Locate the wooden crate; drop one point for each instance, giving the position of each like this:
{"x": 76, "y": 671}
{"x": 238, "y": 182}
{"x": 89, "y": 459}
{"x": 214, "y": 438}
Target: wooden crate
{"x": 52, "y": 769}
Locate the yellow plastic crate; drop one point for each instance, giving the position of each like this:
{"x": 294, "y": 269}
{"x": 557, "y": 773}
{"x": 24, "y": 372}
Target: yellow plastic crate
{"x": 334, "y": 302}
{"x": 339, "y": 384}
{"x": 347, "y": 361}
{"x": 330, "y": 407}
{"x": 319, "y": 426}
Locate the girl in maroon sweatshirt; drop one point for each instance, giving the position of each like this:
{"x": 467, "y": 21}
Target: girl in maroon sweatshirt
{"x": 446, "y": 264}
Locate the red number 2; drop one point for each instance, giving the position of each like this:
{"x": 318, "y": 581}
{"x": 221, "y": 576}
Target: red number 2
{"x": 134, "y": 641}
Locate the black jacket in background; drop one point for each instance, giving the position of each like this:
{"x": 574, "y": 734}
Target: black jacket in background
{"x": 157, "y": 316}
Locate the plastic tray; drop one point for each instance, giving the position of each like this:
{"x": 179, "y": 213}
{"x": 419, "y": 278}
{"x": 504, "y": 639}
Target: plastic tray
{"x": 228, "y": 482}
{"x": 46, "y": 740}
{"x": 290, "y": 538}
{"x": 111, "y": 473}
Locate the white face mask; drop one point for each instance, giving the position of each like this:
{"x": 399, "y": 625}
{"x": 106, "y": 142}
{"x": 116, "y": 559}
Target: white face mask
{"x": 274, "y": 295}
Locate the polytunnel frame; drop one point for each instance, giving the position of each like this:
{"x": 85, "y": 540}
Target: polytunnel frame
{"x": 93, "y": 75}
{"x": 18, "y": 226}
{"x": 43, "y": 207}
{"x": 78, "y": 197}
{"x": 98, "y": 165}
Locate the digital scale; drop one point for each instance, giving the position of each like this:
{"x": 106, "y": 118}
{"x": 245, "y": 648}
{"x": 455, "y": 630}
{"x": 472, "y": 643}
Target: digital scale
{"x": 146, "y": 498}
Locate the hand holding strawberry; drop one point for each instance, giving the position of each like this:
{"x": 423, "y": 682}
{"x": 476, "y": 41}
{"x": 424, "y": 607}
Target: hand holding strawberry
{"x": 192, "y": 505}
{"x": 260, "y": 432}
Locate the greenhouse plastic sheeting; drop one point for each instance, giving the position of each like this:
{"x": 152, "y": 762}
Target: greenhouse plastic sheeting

============

== Work to complete ==
Faithfully transcribe the whole of the data.

== Solution to this exercise ==
Locate the wooden crate; drop one point for each instance, giving the position of each like this:
{"x": 76, "y": 671}
{"x": 238, "y": 182}
{"x": 89, "y": 459}
{"x": 214, "y": 438}
Target: wooden crate
{"x": 52, "y": 769}
Locate the yellow plastic crate; drop one point for each instance, giving the position of each like this:
{"x": 294, "y": 269}
{"x": 557, "y": 773}
{"x": 24, "y": 372}
Target: yellow plastic crate
{"x": 334, "y": 302}
{"x": 339, "y": 384}
{"x": 347, "y": 361}
{"x": 330, "y": 407}
{"x": 319, "y": 426}
Locate the girl in maroon sweatshirt; drop one point for each instance, giving the position of each like this:
{"x": 467, "y": 21}
Target: girl in maroon sweatshirt
{"x": 446, "y": 264}
Locate the red number 2; drop one point for each instance, giving the position of each like this:
{"x": 318, "y": 581}
{"x": 221, "y": 576}
Target: red number 2
{"x": 134, "y": 641}
Locate the black jacket in background; drop one point for each instance, giving the position of each like this:
{"x": 574, "y": 734}
Target: black jacket in background
{"x": 157, "y": 316}
Locate the plastic tray; drop one point for each instance, giving the position of each like this:
{"x": 179, "y": 213}
{"x": 419, "y": 278}
{"x": 504, "y": 639}
Target: plastic tray
{"x": 228, "y": 482}
{"x": 46, "y": 740}
{"x": 290, "y": 538}
{"x": 111, "y": 473}
Locate the white face mask; drop one point for each instance, giving the position of each like this:
{"x": 399, "y": 625}
{"x": 106, "y": 142}
{"x": 116, "y": 559}
Target: white face mask
{"x": 274, "y": 295}
Locate the polytunnel frame; drop one point for each instance, giving the position of each like this:
{"x": 85, "y": 540}
Target: polytunnel frame
{"x": 93, "y": 75}
{"x": 18, "y": 226}
{"x": 43, "y": 207}
{"x": 78, "y": 197}
{"x": 98, "y": 165}
Locate the digital scale; drop one point for each instance, giving the position of each like this:
{"x": 106, "y": 118}
{"x": 245, "y": 648}
{"x": 455, "y": 630}
{"x": 472, "y": 643}
Target: digital scale
{"x": 146, "y": 498}
Locate the hand holding strawberry; drop one point for each instance, giving the position of each like this:
{"x": 423, "y": 682}
{"x": 476, "y": 41}
{"x": 424, "y": 607}
Target: hand holding strawberry
{"x": 192, "y": 505}
{"x": 260, "y": 432}
Locate the greenhouse plastic sheeting; drop one point for each instance, giving the position of each like this:
{"x": 152, "y": 762}
Target: greenhouse plastic sheeting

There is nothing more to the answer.